• What you will do:
Where the data below has the string "rule", return the whole line.

------ Available data

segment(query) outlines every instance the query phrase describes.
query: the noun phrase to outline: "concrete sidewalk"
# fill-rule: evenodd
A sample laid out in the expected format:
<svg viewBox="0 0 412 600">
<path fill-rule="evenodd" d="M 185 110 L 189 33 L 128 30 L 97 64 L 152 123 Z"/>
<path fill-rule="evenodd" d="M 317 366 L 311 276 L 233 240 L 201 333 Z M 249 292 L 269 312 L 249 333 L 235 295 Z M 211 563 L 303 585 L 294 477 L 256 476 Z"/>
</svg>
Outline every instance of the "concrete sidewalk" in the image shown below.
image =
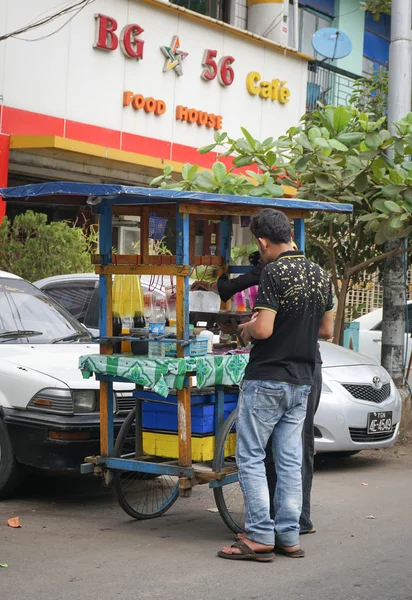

------------

• Solution for this exercise:
# fill-rule: evenodd
<path fill-rule="evenodd" d="M 185 110 L 189 33 L 128 30 L 97 64 L 152 123 Z"/>
<path fill-rule="evenodd" d="M 317 366 L 311 276 L 233 240 L 201 333 Z M 249 292 L 269 312 L 249 333 L 235 295 Z M 211 563 L 303 585 L 294 477 L 256 476 Z"/>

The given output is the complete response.